Text excerpt:
1947: Eight years after its founding, Hewlett-Packard incorporates. The tiny garage in Palo Alto, California, where the company originated is now regarded as the birthplace of Silicon Valley.
Plenty of rock bands have come out of garages, and Jobs and Wozniak noodled around in one with their goofy little computer, too, but Hewlett-Packard must be considered the mother of all garage productions.
Bill Hewlett and Dave Packard met as engineering students at Stanford back in the early ’30s and cemented their lifelong friendship during a post-graduation camping trip. Packard went off to take a job with General Electric, while Hewlett went on to postgraduate studies. They were reunited by Stanford prof Fred Terman, who encouraged the two to “make a run for it.”
With a nut of $500 in cash [about $8,000 in today's money] borrowed from Terman, plus a used Sears, Roebuck drill press, Hewlett-Packard swung into action in the small shed behind Packard’s modest house at 367 Addison Ave. The company’s first product, released in 1938, was an audio oscillator used for testing sound equipment. When the Walt Disney Co. bought eight of them to develop the technically advanced movie Fantasia, HP was off and running.
Packard and Hewlett (and that’s the last time you’ll see the names in that order) made the partnership permanent Jan. 1, 1939. The formal name was determined by the gracious winner of a coin toss. Even though Packard won the toss, he apparently liked the way “Hewlett-Packard” sounded, so they went with that. He never had reason to regret the choice.
Hewlett-Packard’s rise as a tech powerhouse is a story that’s been told ad nauseam. The electronics products were first-rate and eagerly embraced. Want became need with the coming of World War II, and HP quickly grew, moving out of Packard’s garage in 1940.

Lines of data
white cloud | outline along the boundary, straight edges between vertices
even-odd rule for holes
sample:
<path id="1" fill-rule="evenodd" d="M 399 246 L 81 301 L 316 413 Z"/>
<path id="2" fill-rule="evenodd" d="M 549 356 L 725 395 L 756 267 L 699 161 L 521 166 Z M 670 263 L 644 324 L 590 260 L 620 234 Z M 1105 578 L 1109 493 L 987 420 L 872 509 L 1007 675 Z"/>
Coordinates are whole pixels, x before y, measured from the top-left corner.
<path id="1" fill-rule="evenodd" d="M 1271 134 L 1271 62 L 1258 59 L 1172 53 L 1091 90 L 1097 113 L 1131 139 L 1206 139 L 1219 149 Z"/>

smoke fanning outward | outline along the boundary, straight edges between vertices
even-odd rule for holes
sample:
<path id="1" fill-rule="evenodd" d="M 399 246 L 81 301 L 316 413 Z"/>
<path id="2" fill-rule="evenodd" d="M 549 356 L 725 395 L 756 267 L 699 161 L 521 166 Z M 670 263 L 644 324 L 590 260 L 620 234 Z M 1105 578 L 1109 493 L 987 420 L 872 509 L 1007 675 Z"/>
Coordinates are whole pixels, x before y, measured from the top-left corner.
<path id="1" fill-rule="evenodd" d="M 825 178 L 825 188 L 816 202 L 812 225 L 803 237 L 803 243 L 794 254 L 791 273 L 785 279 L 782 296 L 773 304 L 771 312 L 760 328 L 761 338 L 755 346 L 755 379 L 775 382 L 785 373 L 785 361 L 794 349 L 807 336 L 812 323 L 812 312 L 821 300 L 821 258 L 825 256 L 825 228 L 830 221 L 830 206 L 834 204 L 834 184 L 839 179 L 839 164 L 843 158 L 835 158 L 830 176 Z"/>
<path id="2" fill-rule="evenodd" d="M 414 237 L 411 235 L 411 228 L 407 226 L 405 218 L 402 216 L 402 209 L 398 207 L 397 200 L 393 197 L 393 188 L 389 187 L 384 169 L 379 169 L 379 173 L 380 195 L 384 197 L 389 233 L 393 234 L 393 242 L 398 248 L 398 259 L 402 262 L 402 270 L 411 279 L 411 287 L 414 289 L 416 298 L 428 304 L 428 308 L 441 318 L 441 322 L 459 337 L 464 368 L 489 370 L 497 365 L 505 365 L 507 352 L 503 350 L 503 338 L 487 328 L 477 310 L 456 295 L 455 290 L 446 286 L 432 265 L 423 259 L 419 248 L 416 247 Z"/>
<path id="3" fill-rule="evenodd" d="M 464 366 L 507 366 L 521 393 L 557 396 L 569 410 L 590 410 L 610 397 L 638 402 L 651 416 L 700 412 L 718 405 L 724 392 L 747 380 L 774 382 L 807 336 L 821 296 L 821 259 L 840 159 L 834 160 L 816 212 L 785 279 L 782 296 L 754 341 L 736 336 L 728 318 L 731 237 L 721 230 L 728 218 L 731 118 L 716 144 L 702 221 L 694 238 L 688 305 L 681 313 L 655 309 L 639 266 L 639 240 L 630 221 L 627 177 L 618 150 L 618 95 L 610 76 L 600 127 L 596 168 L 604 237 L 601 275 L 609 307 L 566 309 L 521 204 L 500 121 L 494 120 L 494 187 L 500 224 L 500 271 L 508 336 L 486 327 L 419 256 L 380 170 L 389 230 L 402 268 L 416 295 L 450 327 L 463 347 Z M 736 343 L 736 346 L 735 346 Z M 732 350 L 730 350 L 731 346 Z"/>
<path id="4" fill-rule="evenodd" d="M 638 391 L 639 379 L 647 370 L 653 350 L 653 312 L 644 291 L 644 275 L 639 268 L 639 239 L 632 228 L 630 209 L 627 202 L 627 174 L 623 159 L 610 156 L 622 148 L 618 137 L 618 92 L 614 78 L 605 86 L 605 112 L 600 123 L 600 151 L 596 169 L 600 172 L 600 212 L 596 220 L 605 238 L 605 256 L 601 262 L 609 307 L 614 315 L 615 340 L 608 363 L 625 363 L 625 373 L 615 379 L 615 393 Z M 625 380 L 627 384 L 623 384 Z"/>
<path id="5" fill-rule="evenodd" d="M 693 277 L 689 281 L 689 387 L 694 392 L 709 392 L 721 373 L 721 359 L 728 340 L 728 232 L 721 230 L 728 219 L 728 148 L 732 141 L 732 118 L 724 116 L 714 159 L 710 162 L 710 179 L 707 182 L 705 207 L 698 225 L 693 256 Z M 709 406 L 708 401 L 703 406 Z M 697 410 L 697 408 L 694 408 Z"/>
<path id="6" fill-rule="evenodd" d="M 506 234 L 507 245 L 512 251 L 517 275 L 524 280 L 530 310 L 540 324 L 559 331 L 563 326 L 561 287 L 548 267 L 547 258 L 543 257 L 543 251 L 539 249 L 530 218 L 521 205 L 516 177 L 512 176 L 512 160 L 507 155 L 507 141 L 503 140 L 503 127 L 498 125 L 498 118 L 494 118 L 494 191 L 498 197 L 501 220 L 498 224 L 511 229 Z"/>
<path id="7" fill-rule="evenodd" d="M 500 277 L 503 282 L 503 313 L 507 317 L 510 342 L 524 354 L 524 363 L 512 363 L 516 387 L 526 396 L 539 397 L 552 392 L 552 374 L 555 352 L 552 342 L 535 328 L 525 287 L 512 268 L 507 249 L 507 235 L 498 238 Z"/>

Prompt:
Retype the passage of the Hewlett-Packard history word for word, starting with "With a nut of" and going on through "regret the choice.". These rows were taken from a separate source.

Answer to this problem:
With a nut of $500 in cash [about $8,000 in today's money] borrowed from Terman, plus a used Sears, Roebuck drill press, Hewlett-Packard swung into action in the small shed behind Packard’s modest house at 367 Addison Ave. The company’s first product, released in 1938, was an audio oscillator used for testing sound equipment. When the Walt Disney Co. bought eight of them to develop the technically advanced movie Fantasia, HP was off and running.
Packard and Hewlett (and that’s the last time you’ll see the names in that order) made the partnership permanent Jan. 1, 1939. The formal name was determined by the gracious winner of a coin toss. Even though Packard won the toss, he apparently liked the way “Hewlett-Packard” sounded, so they went with that. He never had reason to regret the choice.